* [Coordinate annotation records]
____________________

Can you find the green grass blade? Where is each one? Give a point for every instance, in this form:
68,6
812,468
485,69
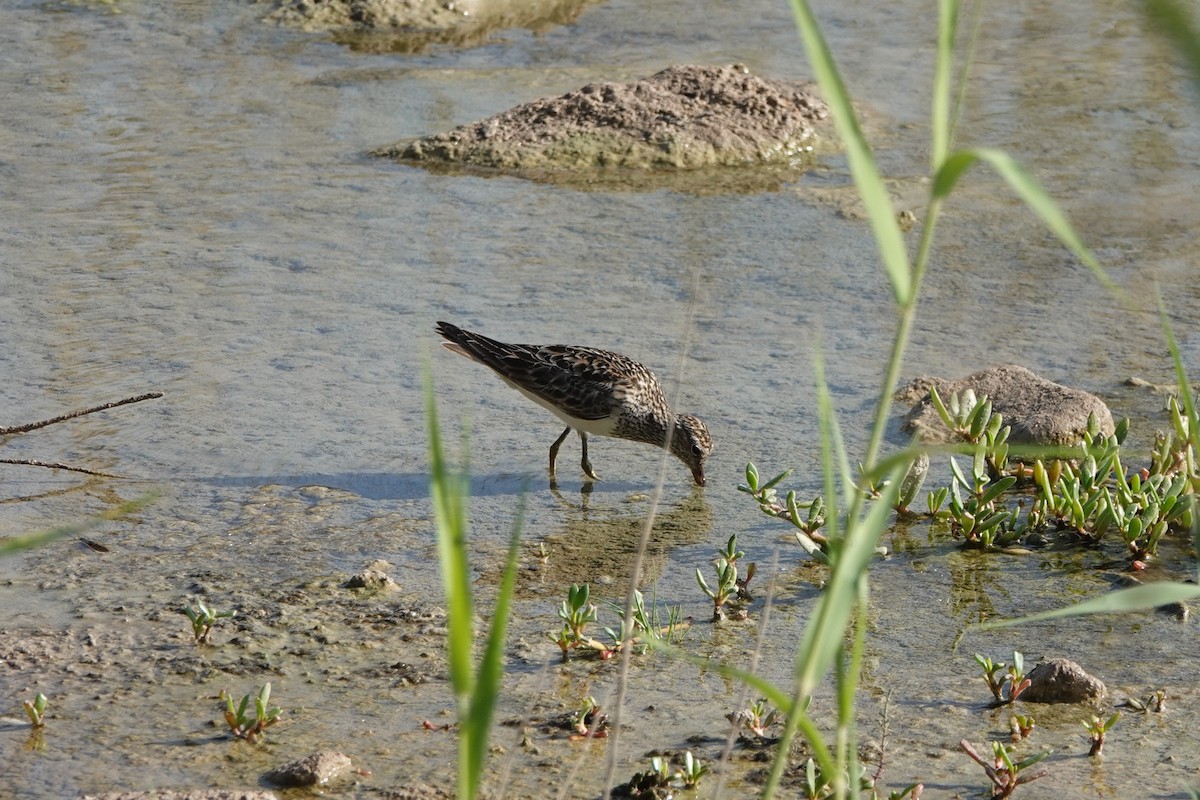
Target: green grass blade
1134,599
858,155
1181,377
448,491
1029,191
1175,23
28,541
491,668
941,125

____________________

* [PROBLEM TO WORK ON]
Quote the material in full and exactly; do not carry over its pictures.

* [ANSWER TO THIS TASK]
Can you find the green grass blade? Where is each one? Give a point for every instance, in this form:
68,6
812,468
485,69
Target: green grass blade
1134,599
858,155
1181,377
448,491
1029,191
1175,23
28,541
491,668
941,125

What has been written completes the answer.